### Task description
Search the records for the string "greenish" and copy every line in which it appears.

### Record set
——————————

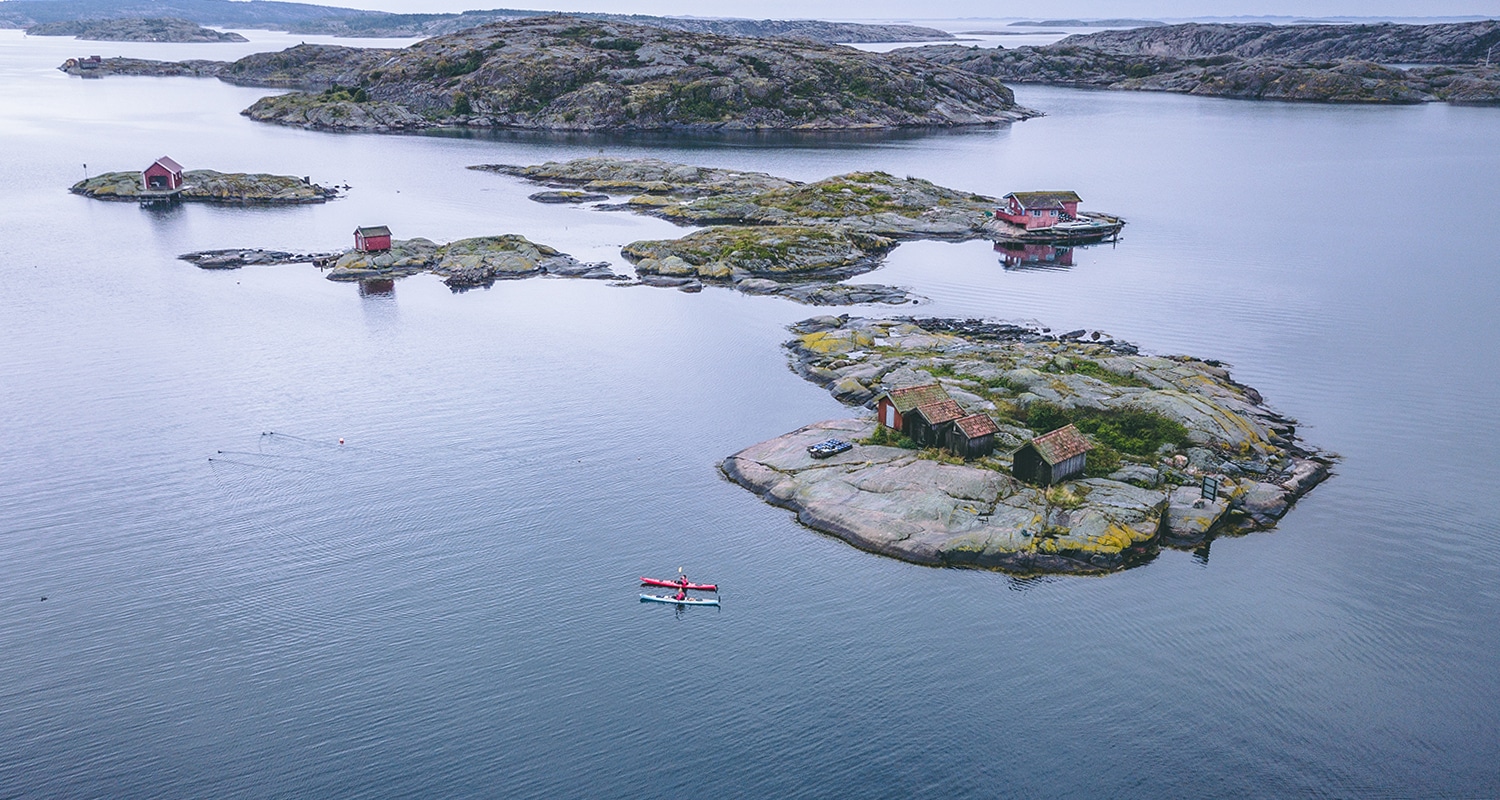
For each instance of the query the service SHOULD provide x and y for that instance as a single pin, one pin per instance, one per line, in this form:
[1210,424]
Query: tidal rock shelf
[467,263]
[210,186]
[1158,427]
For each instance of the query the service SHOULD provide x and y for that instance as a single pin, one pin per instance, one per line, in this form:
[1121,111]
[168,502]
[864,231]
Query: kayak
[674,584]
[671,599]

——————————

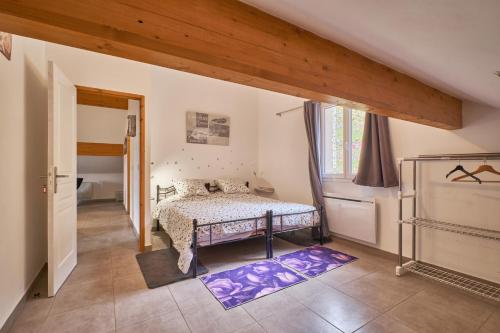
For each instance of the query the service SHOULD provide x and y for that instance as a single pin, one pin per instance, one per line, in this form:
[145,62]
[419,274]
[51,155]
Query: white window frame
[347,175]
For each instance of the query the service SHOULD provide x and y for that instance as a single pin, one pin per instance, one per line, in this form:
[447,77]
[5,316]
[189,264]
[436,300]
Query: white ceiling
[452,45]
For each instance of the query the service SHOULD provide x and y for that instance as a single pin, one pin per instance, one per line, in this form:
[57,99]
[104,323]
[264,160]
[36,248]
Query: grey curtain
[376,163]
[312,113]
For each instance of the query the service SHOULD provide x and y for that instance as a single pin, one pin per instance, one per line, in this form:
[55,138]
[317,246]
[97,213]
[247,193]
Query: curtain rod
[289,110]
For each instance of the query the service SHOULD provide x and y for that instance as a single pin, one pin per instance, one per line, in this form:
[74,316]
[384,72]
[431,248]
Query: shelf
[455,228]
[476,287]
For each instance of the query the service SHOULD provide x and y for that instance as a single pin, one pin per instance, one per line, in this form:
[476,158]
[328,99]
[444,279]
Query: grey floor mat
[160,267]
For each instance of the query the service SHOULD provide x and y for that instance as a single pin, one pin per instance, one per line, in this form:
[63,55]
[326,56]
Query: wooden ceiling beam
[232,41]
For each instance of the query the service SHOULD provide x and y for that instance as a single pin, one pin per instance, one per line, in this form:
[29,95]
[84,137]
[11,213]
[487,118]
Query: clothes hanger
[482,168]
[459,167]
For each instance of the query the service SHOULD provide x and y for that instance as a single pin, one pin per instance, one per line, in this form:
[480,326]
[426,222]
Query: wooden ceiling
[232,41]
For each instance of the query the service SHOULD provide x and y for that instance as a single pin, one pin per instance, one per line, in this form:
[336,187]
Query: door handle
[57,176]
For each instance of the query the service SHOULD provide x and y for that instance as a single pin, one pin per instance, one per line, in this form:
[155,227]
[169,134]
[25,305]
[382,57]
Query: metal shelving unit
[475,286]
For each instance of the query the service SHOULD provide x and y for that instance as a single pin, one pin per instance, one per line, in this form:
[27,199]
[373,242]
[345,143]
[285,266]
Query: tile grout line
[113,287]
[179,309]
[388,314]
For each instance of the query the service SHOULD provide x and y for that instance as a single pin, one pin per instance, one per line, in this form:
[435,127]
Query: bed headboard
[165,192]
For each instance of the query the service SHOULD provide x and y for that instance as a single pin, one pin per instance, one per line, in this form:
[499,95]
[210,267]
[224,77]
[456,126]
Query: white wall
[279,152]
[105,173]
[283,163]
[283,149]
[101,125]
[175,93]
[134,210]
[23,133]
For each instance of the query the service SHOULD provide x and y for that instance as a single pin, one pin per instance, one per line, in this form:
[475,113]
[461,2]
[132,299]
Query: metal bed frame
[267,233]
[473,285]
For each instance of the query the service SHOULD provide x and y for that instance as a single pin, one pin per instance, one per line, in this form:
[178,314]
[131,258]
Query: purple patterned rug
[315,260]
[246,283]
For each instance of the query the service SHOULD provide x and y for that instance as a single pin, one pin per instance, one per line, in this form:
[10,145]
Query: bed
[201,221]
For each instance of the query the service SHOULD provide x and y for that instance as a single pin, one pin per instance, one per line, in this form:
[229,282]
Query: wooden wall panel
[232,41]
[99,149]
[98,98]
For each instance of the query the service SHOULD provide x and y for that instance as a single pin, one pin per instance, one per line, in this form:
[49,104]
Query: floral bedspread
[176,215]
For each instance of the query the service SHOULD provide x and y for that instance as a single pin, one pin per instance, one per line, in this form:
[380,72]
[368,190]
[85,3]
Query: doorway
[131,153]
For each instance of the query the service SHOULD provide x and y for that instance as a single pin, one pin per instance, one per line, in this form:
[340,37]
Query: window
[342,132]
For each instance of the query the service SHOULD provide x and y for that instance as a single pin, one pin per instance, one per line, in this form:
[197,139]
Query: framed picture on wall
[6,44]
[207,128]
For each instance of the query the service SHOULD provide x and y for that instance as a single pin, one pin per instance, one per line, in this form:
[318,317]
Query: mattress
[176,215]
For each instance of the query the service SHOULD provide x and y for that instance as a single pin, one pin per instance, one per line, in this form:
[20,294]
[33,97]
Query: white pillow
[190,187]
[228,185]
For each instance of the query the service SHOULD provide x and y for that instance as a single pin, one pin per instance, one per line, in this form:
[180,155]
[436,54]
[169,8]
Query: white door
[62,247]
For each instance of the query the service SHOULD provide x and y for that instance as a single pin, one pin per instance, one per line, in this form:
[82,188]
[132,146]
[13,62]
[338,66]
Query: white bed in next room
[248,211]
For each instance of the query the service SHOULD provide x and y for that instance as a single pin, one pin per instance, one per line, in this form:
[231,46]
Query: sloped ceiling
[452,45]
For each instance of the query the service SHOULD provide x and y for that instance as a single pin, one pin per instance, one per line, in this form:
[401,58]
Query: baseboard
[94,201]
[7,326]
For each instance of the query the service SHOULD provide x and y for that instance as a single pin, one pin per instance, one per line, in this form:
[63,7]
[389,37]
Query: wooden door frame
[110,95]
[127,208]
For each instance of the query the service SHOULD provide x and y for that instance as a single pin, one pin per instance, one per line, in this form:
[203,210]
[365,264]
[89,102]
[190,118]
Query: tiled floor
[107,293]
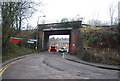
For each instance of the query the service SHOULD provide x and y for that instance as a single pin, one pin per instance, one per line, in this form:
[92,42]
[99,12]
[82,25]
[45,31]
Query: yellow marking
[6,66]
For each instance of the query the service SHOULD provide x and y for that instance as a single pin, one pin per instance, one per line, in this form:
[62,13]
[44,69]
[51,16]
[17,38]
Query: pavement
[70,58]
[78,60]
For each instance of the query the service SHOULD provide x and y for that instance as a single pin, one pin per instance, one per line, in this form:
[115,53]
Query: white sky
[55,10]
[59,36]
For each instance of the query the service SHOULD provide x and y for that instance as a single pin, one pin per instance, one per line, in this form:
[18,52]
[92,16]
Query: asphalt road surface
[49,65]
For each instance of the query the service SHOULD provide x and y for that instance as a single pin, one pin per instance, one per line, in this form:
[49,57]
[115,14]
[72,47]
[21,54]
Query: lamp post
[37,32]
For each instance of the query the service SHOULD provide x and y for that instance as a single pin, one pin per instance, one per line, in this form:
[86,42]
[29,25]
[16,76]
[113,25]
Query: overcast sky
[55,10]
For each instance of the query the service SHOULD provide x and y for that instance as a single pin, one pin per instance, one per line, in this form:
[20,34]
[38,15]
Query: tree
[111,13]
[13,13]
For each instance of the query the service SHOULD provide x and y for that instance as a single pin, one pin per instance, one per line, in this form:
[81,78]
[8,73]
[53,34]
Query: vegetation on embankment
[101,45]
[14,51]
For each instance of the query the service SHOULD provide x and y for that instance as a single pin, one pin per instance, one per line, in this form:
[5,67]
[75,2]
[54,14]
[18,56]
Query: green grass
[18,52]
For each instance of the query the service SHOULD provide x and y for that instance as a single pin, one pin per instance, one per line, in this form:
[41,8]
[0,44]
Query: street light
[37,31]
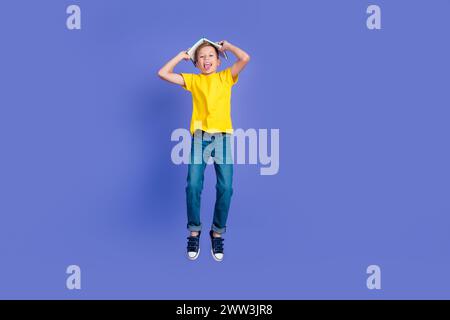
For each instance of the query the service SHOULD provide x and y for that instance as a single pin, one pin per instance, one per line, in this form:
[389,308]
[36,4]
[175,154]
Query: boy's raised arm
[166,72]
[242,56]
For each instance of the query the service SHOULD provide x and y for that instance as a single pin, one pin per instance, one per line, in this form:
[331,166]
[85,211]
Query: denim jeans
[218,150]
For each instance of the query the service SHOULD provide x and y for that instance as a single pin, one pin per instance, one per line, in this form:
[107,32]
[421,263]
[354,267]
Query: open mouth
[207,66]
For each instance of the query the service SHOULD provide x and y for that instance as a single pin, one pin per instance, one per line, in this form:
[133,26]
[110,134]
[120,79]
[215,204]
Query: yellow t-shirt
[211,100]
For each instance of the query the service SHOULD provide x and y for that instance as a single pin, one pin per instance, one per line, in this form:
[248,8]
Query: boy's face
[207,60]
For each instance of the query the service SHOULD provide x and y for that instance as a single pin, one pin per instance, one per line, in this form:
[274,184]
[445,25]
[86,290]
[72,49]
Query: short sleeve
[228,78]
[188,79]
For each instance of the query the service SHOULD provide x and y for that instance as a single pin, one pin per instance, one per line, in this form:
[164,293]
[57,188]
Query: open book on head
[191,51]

——————————

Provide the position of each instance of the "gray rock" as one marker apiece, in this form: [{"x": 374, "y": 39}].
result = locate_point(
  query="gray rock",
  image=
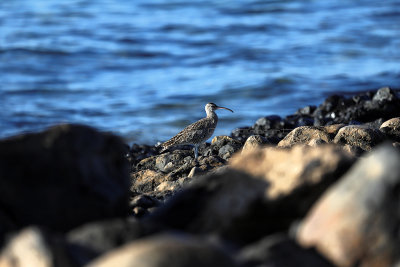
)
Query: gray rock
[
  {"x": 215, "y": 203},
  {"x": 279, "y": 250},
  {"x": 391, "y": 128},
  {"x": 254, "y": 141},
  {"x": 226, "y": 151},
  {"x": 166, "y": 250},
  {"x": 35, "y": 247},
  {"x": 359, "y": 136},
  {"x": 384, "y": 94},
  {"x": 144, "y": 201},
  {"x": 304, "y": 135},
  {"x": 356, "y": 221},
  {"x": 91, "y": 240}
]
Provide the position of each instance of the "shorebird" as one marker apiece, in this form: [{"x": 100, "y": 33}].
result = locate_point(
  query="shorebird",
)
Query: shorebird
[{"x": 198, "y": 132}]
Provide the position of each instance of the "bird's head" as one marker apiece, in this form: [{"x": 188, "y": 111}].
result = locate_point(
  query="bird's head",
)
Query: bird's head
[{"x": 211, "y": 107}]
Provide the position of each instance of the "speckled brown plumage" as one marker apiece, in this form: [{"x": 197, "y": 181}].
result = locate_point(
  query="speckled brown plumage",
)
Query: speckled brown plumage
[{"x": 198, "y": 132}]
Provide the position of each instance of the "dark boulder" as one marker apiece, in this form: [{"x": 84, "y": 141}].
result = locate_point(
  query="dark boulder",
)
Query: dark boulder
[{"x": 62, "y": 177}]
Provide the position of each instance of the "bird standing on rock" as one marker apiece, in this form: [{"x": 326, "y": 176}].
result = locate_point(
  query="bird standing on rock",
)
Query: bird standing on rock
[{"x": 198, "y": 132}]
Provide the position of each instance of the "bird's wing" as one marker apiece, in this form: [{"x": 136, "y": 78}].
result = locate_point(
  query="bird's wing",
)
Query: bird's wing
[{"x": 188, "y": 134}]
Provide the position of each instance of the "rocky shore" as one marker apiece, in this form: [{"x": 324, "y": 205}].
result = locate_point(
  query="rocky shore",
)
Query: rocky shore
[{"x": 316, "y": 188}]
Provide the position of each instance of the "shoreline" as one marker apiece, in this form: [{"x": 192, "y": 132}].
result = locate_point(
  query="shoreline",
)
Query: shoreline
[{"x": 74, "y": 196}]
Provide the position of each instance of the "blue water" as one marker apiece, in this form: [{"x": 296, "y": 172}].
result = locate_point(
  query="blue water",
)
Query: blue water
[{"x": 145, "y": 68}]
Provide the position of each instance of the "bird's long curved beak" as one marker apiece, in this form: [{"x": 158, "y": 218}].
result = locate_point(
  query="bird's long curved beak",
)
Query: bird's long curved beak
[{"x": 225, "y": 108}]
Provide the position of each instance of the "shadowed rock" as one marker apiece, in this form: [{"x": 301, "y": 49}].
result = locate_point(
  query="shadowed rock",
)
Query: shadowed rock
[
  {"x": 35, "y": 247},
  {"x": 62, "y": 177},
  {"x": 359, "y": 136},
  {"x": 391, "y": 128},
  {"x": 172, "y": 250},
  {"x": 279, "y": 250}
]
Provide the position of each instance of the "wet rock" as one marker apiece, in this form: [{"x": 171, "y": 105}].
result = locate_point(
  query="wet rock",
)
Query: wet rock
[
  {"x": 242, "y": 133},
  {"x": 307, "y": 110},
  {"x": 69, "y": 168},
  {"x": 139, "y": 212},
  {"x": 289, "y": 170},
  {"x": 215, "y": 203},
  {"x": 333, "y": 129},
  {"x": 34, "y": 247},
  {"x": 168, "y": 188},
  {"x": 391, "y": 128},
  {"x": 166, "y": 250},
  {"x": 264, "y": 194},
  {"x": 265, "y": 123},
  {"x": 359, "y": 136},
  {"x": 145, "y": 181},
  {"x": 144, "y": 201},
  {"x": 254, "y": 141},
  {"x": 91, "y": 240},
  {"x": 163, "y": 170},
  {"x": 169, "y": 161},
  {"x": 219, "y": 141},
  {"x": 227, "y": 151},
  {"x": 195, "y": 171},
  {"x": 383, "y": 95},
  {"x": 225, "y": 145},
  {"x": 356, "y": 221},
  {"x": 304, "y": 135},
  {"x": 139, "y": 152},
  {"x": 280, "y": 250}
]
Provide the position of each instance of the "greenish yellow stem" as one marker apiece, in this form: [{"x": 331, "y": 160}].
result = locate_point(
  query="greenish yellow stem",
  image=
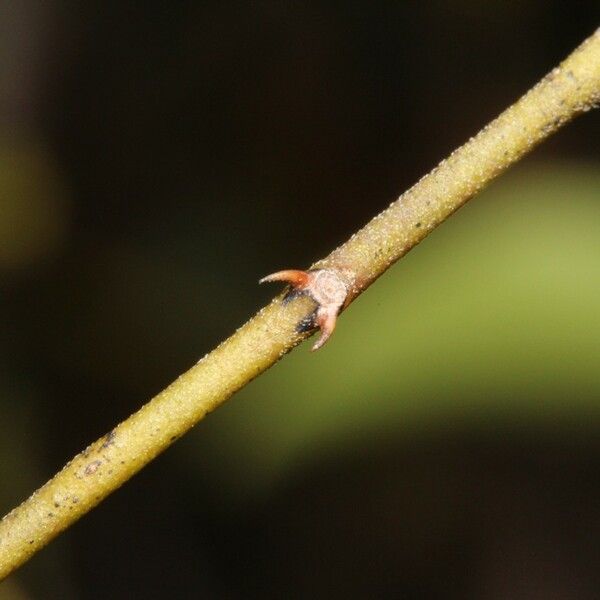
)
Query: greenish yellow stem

——————————

### Solution
Provide the position of each instance of the "greenish yellow stem" as one marker apiece, in this form: [{"x": 331, "y": 160}].
  query="greenish yellow stem",
Query: greenish yellow stem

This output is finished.